Give the entries below as a Markdown table with the columns Number and Line, one numbered row per line, skipping blank lines. Leave the pictures out of the table.

>> Start MATERIALS PROVIDED

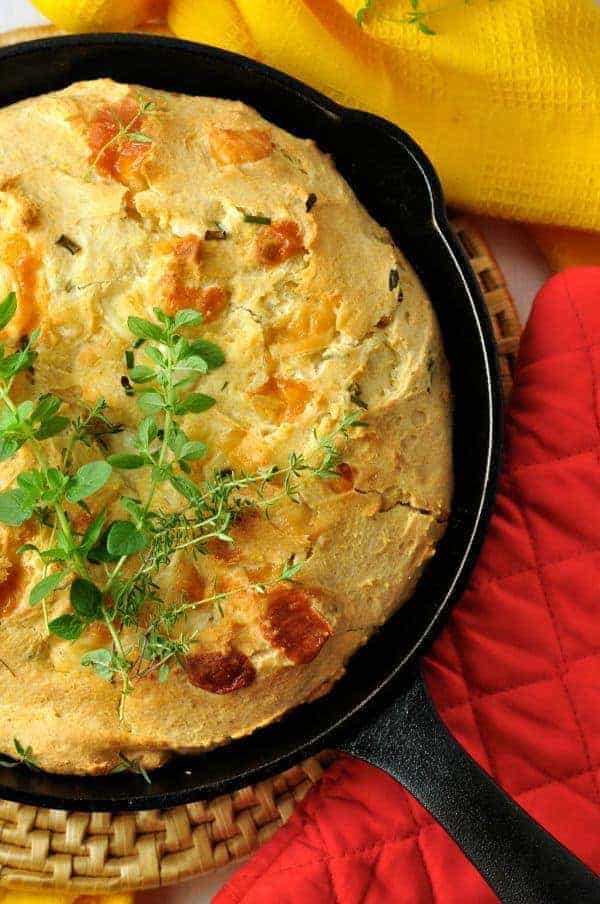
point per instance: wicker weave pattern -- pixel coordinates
(98, 852)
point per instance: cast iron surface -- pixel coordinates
(397, 184)
(514, 854)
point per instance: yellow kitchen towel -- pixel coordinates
(49, 897)
(504, 97)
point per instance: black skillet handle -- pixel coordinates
(520, 861)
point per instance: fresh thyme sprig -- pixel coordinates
(126, 130)
(23, 757)
(111, 569)
(418, 15)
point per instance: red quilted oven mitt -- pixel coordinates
(515, 674)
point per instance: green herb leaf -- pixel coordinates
(92, 534)
(127, 765)
(141, 374)
(199, 365)
(147, 432)
(195, 402)
(47, 405)
(126, 461)
(187, 317)
(15, 507)
(67, 627)
(124, 539)
(68, 244)
(88, 480)
(192, 451)
(186, 487)
(86, 599)
(150, 401)
(8, 447)
(44, 587)
(211, 353)
(7, 309)
(144, 329)
(52, 426)
(102, 663)
(156, 355)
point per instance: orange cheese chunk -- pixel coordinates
(15, 576)
(209, 301)
(16, 251)
(310, 329)
(282, 399)
(124, 157)
(278, 242)
(293, 625)
(238, 145)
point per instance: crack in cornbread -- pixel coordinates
(314, 308)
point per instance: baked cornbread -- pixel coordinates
(317, 313)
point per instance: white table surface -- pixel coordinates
(524, 269)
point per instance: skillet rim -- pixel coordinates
(128, 798)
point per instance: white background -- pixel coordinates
(525, 271)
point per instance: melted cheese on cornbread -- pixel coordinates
(307, 314)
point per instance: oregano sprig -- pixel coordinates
(110, 569)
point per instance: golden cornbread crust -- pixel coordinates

>> End MATERIALS PROVIDED

> **EXERCISE RESPONSE**:
| Number | Line |
|---|---|
| 1 | point per instance: wicker weave pattern -- pixel coordinates |
| 2 | (98, 852) |
| 3 | point per instance: cast iron surface -- pixel coordinates |
| 4 | (397, 184) |
| 5 | (514, 854) |
| 6 | point per instance: yellow kitchen towel -- pixel coordinates |
| 7 | (49, 897) |
| 8 | (504, 97) |
| 9 | point per instance: black skillet handle -- pixel coordinates |
| 10 | (520, 861) |
| 11 | point per instance: fresh thyme sprig -- pixel coordinates |
| 12 | (126, 130) |
| 13 | (23, 757) |
| 14 | (111, 569) |
| 15 | (418, 15) |
| 16 | point per instance: red quilted oven mitt -- pixel coordinates |
| 17 | (515, 674) |
| 18 | point per instance: green herb leaf -- pixel coordinates |
| 19 | (92, 534) |
| 20 | (127, 765) |
| 21 | (141, 374) |
| 22 | (199, 365) |
| 23 | (147, 432) |
| 24 | (195, 402) |
| 25 | (47, 405) |
| 26 | (126, 461) |
| 27 | (187, 317) |
| 28 | (15, 507) |
| 29 | (67, 627) |
| 30 | (124, 539) |
| 31 | (68, 244) |
| 32 | (88, 480) |
| 33 | (192, 451) |
| 34 | (186, 487) |
| 35 | (86, 599) |
| 36 | (150, 401) |
| 37 | (8, 447) |
| 38 | (44, 587) |
| 39 | (211, 353) |
| 40 | (7, 309) |
| 41 | (144, 329) |
| 42 | (52, 426) |
| 43 | (102, 663) |
| 44 | (156, 355) |
| 45 | point per instance: orange cheese chunk -- pixel coordinates |
| 46 | (15, 576) |
| 47 | (209, 301) |
| 48 | (16, 251) |
| 49 | (310, 329) |
| 50 | (282, 399) |
| 51 | (124, 157) |
| 52 | (278, 242) |
| 53 | (293, 625) |
| 54 | (238, 145) |
| 55 | point per instance: crack in cornbread -- pixel coordinates |
| 56 | (314, 308) |
| 57 | point per instance: baked cornbread -- pixel coordinates |
| 58 | (317, 313) |
| 59 | point per instance: white table surface -- pixel coordinates |
| 60 | (524, 269) |
| 61 | point per instance: skillet rim -- pixel coordinates |
| 62 | (128, 798) |
| 63 | point per instance: white background -- pixel coordinates |
| 64 | (525, 271) |
| 65 | point per instance: melted cheese on cornbread -- pixel coordinates |
| 66 | (307, 314) |
| 67 | point per instance: oregano sprig -- pixel coordinates |
| 68 | (110, 569) |
| 69 | point per instance: golden cornbread crust -- pixel coordinates |